**INSTRUCTIONS FOR THE TASK:** As the answer, set down the lines below from the one containing "cluster --coords pixels" through the one containing "305), (714, 331)]]", exactly and inclusively, and no others.

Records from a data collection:
= = =
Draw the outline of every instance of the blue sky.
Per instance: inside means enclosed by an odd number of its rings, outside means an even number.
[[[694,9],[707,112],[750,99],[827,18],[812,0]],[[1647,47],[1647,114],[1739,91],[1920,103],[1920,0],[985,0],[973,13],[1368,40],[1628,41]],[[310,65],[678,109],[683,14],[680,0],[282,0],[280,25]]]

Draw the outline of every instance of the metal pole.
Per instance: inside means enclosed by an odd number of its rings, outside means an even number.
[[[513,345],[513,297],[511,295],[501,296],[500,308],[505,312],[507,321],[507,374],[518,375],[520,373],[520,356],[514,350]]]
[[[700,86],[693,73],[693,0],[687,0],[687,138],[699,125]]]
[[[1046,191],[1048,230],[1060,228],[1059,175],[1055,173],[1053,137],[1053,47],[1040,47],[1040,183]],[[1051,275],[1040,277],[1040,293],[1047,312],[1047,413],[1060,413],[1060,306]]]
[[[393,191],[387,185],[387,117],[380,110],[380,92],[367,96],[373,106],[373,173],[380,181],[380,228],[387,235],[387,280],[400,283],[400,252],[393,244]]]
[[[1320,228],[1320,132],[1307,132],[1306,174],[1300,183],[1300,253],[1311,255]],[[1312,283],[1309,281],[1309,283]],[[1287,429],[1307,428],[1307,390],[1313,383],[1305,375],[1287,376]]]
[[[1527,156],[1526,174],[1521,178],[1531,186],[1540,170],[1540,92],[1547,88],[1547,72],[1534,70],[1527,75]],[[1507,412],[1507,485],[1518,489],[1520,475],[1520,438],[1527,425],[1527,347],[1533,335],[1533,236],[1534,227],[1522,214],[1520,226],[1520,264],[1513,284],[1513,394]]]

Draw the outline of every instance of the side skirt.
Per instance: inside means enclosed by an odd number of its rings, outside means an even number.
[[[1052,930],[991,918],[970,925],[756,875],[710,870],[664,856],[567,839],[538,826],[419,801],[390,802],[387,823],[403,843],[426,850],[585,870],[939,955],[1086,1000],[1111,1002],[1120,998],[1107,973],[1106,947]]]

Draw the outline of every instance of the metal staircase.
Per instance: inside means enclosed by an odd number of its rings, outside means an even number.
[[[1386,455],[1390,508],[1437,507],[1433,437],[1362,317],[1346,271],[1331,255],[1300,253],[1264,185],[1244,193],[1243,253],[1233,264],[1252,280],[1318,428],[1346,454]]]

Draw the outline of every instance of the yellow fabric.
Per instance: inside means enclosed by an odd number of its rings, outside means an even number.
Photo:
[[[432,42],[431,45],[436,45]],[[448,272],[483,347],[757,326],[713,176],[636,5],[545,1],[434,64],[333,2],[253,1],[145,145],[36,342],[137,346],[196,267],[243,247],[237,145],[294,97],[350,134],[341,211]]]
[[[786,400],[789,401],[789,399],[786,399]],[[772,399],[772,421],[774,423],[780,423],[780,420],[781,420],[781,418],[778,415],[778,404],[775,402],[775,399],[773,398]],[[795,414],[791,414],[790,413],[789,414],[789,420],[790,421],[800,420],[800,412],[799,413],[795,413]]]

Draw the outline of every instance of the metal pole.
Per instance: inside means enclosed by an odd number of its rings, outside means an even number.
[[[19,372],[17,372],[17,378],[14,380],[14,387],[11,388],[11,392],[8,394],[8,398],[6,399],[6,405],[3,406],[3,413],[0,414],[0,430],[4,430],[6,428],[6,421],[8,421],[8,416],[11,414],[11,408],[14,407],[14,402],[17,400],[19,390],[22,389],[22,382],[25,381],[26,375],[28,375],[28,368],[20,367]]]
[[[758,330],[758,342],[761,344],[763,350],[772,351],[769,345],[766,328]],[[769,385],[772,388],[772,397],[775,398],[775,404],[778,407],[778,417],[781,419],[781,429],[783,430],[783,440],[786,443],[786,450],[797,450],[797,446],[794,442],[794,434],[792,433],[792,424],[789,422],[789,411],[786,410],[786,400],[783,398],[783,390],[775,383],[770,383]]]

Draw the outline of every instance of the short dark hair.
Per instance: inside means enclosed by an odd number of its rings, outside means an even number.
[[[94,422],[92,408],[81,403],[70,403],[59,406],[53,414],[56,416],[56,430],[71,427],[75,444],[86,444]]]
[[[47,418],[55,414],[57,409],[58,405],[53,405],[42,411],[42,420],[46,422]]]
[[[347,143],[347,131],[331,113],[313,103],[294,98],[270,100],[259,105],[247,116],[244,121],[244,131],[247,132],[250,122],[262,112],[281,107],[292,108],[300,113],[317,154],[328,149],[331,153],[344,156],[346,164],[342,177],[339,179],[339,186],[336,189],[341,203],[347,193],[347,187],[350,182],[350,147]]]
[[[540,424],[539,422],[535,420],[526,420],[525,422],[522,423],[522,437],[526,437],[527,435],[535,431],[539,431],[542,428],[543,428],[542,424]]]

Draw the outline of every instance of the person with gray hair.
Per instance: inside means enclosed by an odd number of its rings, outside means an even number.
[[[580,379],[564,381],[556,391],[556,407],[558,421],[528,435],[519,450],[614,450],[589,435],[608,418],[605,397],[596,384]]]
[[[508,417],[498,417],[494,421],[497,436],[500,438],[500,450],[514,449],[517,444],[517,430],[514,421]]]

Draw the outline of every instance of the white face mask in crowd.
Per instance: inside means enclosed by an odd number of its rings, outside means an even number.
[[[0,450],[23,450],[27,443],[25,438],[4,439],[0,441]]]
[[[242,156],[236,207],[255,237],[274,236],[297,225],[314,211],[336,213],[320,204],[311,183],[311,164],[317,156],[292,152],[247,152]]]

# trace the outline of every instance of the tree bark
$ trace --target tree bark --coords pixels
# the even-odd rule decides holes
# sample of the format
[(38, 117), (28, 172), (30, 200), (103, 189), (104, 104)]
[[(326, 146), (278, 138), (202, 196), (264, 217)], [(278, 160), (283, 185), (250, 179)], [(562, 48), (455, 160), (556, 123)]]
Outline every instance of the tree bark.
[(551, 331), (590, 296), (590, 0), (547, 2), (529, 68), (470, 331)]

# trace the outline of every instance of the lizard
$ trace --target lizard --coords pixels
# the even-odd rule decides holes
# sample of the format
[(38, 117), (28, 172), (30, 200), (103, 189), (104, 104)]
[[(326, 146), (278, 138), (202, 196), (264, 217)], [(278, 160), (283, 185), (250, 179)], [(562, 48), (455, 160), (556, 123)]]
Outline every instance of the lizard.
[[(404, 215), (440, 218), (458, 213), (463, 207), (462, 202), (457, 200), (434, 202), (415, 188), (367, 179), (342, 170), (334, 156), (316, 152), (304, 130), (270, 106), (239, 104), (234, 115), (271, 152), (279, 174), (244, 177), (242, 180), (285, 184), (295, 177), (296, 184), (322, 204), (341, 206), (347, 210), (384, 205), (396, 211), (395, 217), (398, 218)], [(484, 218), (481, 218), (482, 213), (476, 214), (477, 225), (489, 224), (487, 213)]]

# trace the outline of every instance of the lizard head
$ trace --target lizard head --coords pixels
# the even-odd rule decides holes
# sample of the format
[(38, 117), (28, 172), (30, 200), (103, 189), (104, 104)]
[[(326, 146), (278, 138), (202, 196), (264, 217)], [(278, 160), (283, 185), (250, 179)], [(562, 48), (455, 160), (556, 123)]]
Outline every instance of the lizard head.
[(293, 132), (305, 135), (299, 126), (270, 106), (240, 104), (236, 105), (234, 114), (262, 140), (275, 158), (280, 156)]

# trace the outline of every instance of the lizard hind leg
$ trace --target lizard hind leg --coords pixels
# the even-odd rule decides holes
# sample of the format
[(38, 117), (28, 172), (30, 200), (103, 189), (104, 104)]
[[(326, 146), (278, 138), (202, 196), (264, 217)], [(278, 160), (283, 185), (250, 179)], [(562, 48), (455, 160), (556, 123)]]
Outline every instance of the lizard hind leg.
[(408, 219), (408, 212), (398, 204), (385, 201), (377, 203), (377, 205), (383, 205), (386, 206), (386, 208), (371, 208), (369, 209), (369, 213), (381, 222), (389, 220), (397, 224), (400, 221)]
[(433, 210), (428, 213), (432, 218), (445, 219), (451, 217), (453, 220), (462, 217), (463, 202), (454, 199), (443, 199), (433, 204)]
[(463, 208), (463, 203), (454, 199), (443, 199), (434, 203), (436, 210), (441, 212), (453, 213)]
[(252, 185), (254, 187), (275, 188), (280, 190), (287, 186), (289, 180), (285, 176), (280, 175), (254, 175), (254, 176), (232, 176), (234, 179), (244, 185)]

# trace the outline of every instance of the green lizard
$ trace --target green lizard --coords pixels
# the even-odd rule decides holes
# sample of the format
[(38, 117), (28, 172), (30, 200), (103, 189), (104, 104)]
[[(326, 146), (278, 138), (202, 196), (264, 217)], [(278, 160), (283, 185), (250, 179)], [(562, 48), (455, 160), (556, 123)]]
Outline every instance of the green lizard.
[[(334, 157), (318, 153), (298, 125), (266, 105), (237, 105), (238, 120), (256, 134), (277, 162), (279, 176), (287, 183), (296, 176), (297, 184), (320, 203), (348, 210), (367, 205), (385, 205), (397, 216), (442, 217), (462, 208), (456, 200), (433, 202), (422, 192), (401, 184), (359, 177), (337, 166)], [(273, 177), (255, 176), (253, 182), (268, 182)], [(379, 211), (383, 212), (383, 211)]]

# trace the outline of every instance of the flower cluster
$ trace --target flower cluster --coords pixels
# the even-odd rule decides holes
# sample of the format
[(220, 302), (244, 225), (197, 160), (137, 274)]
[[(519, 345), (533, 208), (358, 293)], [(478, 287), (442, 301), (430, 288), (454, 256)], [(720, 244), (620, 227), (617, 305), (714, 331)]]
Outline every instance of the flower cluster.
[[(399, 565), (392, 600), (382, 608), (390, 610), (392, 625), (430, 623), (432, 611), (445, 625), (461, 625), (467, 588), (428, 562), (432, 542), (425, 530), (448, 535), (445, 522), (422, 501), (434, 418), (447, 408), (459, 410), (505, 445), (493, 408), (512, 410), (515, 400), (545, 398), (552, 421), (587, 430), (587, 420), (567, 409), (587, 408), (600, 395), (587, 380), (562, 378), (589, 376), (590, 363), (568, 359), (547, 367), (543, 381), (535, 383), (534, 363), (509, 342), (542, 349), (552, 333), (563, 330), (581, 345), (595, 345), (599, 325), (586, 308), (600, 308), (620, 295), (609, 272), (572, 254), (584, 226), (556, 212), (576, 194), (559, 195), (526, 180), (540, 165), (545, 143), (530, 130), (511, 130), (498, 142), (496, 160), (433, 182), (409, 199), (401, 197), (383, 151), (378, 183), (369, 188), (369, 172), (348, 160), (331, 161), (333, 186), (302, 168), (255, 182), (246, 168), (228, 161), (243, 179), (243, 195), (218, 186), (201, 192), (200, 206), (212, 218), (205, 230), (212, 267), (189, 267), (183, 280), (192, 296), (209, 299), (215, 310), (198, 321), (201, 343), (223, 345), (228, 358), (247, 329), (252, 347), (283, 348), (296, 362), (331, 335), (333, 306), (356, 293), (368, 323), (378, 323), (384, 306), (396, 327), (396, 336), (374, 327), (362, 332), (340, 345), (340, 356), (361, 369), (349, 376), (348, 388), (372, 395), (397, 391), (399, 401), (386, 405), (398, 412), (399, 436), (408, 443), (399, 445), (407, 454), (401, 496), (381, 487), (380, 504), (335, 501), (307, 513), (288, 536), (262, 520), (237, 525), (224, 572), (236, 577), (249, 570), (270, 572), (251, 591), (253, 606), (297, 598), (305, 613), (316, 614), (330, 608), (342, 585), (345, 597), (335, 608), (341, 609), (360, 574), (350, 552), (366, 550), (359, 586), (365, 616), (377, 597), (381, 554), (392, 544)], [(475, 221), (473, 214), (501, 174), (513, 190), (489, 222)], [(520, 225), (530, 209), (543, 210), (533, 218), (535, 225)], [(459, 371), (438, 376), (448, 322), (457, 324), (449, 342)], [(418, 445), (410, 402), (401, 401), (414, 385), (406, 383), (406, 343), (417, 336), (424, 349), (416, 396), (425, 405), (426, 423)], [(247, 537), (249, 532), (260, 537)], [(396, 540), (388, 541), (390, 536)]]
= = =
**TASK RESULT:**
$ trace --target flower cluster --coords pixels
# the even-odd rule decides holes
# sample of the format
[(220, 302), (244, 225), (197, 160), (137, 274)]
[[(519, 345), (533, 208), (358, 293)], [(478, 287), (442, 301), (430, 288), (454, 256)], [(720, 244), (620, 227), (617, 305), (714, 331)]]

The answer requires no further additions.